▶ WHAT THE TASK REQUIRES: Starting with the line that contains "point: the red shrub, center" and going on through the last line of the records below, rewrite those lines as a numbered list, leaving out any blank lines.

▶ PROVIDED ENTRIES:

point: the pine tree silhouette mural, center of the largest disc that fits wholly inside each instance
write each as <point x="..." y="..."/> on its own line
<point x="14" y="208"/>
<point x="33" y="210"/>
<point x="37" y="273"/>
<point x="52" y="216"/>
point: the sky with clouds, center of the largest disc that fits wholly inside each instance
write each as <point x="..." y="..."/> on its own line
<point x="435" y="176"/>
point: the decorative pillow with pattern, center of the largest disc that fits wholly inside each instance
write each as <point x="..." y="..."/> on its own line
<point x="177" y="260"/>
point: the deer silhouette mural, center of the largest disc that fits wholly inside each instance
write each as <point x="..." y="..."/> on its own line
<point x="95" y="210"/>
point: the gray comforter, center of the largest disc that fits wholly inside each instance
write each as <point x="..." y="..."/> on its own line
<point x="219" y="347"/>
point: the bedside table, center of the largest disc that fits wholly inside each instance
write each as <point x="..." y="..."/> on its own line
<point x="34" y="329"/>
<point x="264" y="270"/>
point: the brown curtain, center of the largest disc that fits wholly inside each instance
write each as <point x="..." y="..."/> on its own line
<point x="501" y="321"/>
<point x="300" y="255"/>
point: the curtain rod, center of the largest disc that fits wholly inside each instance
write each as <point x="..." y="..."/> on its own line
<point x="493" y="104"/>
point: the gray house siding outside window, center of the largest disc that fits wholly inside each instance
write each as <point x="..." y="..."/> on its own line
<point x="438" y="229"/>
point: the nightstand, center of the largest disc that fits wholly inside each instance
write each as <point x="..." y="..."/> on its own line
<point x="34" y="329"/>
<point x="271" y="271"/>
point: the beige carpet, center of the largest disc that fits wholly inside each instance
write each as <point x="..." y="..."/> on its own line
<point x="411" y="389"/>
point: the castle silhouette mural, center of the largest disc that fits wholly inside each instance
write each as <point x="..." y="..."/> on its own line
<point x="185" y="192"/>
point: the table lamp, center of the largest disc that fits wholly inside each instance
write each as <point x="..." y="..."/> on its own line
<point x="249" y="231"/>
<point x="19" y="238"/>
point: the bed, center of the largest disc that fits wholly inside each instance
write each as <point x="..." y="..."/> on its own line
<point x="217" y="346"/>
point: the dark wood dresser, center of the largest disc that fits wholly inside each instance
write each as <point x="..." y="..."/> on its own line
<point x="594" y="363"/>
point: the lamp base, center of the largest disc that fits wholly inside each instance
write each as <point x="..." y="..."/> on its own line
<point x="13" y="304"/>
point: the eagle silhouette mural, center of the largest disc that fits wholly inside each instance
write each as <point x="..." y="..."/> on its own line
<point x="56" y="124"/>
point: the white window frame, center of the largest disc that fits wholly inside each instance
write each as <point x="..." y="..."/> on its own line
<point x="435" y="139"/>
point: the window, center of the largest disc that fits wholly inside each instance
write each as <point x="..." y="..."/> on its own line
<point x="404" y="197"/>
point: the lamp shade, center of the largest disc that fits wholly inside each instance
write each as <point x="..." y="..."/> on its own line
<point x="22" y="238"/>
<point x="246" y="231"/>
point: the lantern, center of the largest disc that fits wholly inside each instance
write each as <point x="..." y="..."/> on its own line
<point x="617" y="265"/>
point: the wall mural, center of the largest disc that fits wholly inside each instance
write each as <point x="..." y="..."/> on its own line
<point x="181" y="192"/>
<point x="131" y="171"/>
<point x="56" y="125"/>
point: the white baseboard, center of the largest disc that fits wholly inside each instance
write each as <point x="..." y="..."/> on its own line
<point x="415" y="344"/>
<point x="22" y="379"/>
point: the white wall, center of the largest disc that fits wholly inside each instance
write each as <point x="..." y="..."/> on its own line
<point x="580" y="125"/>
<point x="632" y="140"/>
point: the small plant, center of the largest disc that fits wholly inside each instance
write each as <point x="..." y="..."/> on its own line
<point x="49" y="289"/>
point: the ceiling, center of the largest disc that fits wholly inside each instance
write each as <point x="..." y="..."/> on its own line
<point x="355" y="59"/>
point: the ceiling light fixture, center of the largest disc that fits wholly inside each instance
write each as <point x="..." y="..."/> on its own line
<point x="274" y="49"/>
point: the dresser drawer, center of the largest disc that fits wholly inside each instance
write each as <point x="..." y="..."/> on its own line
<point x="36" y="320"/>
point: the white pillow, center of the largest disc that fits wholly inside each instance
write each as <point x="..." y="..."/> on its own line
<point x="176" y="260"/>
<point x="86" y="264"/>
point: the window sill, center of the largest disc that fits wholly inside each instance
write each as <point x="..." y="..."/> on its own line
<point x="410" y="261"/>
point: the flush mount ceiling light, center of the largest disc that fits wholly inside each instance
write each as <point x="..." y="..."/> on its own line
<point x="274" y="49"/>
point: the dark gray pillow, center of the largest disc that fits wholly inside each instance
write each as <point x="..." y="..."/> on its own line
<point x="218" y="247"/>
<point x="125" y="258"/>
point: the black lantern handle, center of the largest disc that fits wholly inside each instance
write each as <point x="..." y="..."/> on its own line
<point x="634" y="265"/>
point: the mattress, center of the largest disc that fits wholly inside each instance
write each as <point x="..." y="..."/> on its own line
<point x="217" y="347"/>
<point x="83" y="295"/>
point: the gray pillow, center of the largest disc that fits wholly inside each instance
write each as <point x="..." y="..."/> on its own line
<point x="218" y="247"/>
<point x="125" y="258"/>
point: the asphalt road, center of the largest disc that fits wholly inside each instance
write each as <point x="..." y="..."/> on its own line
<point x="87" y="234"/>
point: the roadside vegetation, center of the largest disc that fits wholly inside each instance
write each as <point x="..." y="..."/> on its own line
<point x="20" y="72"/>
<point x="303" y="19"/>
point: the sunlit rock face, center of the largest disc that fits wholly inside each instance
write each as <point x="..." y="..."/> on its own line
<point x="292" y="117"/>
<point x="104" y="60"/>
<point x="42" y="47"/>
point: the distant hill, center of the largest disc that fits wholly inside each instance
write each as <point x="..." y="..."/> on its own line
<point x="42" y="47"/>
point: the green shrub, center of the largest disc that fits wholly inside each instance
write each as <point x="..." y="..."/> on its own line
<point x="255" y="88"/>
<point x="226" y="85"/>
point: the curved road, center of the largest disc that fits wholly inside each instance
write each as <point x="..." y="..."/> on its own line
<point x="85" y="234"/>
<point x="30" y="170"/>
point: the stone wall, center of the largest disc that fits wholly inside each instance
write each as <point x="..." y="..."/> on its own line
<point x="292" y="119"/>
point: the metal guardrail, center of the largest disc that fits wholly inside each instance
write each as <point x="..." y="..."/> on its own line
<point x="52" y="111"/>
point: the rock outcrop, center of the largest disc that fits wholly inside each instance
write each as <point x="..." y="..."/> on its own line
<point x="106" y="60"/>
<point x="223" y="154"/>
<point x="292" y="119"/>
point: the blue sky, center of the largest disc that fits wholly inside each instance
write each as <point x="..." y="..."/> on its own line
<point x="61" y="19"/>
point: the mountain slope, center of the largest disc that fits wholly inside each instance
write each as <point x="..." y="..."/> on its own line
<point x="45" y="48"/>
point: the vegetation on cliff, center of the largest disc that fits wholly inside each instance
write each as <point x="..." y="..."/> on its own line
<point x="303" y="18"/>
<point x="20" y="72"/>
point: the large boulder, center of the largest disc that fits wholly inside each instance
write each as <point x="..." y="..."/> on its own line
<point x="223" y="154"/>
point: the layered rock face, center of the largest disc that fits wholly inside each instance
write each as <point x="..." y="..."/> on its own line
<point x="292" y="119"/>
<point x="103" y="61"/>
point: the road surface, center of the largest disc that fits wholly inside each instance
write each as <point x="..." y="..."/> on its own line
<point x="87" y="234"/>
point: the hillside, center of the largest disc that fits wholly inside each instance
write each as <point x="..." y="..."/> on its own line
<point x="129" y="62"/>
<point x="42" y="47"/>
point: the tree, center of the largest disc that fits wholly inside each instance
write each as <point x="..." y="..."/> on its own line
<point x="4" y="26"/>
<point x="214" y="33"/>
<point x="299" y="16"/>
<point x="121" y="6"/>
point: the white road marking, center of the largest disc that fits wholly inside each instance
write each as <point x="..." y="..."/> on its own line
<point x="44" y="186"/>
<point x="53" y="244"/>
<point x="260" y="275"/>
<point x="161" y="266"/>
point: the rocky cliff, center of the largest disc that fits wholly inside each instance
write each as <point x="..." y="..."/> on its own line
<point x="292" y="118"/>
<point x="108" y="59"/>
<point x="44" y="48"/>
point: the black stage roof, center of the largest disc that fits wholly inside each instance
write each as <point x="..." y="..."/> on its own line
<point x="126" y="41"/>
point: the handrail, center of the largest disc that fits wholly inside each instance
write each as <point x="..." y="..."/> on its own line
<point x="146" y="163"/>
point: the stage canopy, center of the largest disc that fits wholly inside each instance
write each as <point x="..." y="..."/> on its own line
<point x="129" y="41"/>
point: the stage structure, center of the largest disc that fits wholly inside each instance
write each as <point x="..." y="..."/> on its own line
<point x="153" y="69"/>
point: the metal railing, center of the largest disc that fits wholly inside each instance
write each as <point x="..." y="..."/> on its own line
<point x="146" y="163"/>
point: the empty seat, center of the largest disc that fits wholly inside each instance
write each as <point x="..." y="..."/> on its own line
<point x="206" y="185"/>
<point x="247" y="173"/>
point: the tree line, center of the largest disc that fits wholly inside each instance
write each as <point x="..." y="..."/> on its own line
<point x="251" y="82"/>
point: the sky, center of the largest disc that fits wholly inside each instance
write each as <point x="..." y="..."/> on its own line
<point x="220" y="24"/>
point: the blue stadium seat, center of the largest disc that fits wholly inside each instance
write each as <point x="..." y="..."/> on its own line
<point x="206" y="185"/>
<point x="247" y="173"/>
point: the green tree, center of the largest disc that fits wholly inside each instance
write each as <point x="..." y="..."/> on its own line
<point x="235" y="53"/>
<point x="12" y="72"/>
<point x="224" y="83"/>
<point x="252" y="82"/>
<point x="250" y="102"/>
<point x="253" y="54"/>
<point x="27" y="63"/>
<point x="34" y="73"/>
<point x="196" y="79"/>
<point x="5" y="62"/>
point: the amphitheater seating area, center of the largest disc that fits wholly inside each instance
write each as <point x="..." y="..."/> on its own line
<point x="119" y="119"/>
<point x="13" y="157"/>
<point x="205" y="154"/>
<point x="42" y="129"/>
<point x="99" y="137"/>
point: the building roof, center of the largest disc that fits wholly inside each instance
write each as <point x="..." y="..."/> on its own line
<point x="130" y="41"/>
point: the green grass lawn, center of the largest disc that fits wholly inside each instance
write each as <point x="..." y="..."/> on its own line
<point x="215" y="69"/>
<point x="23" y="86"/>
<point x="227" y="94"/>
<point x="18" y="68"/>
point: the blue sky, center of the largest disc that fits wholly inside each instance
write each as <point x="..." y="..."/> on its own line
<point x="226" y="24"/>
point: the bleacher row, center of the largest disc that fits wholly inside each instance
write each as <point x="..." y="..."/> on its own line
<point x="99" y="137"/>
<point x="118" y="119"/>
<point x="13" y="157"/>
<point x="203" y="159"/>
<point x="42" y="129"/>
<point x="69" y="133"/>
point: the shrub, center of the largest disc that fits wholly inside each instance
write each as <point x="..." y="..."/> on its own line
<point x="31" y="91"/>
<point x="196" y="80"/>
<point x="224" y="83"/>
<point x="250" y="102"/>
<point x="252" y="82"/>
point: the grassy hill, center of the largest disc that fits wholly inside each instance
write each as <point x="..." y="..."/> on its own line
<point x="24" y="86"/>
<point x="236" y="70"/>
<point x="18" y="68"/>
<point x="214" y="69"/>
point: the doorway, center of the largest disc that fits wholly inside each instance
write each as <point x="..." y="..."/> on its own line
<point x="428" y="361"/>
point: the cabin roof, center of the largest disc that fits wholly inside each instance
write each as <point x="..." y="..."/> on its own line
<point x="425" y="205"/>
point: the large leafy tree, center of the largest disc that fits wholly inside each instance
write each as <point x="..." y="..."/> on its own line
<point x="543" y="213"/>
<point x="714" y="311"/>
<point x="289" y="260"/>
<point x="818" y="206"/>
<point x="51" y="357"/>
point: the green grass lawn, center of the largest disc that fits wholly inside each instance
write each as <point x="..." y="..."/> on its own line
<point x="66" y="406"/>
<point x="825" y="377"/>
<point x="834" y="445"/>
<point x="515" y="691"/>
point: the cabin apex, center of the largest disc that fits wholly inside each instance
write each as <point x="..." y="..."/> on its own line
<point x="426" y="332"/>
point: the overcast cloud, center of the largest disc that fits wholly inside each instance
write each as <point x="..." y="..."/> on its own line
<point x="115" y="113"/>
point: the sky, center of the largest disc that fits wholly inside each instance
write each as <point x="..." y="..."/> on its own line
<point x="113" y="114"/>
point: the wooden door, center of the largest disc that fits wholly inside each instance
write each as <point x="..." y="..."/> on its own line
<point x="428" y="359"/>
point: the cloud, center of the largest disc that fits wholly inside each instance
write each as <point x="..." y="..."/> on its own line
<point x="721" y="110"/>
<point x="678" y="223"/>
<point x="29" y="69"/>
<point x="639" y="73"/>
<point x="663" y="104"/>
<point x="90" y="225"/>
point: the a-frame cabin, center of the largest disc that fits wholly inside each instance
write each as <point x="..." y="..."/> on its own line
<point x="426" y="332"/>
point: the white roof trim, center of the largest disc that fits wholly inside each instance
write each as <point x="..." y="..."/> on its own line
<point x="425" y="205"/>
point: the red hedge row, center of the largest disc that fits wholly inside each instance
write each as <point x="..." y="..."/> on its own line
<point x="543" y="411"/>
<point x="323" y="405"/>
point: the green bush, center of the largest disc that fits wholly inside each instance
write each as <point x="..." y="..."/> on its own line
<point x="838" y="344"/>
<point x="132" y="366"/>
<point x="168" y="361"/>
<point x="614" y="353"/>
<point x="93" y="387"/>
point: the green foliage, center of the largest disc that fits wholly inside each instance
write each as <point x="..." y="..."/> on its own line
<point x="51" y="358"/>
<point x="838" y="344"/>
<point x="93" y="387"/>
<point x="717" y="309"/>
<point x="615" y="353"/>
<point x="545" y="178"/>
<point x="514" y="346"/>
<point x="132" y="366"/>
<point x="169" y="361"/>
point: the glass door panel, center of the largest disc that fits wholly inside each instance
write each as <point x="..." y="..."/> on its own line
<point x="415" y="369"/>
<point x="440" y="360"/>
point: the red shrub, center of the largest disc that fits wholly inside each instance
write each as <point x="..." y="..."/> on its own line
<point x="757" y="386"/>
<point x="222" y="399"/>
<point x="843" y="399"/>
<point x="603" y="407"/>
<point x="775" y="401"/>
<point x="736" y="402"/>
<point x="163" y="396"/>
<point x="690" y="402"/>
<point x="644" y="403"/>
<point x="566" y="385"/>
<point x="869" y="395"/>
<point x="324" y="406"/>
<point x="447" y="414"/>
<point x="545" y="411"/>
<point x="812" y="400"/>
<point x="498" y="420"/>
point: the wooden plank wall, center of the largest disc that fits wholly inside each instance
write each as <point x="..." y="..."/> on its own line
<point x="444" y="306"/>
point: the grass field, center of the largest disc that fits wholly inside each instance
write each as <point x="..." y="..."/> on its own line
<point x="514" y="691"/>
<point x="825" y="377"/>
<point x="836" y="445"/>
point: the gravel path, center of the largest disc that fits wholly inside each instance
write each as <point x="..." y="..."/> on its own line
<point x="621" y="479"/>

▶ THE ANSWER:
1. point: the red shrub, center of the largest disc that fits wholly inside each instance
2. write each as <point x="..." y="..."/> on its own line
3. <point x="757" y="386"/>
4. <point x="222" y="399"/>
5. <point x="843" y="399"/>
6. <point x="603" y="407"/>
7. <point x="775" y="401"/>
8. <point x="736" y="402"/>
9. <point x="163" y="396"/>
10. <point x="690" y="402"/>
11. <point x="644" y="403"/>
12. <point x="566" y="385"/>
13. <point x="869" y="395"/>
14. <point x="324" y="406"/>
15. <point x="447" y="414"/>
16. <point x="545" y="411"/>
17. <point x="812" y="400"/>
18. <point x="498" y="420"/>
19. point: the wooden plank wall, center of the largest disc that fits wholly inside each instance
20. write each as <point x="..." y="..."/> on its own line
21. <point x="444" y="306"/>
22. point: the grass field, center of the largest disc that fits wholly inside each instance
23. write each as <point x="..." y="..."/> on its own line
24. <point x="514" y="691"/>
25. <point x="825" y="377"/>
26. <point x="836" y="445"/>
27. point: the gravel path, center of the largest disc that fits wholly inside each instance
28. write each as <point x="..." y="..."/> on its own line
29. <point x="621" y="479"/>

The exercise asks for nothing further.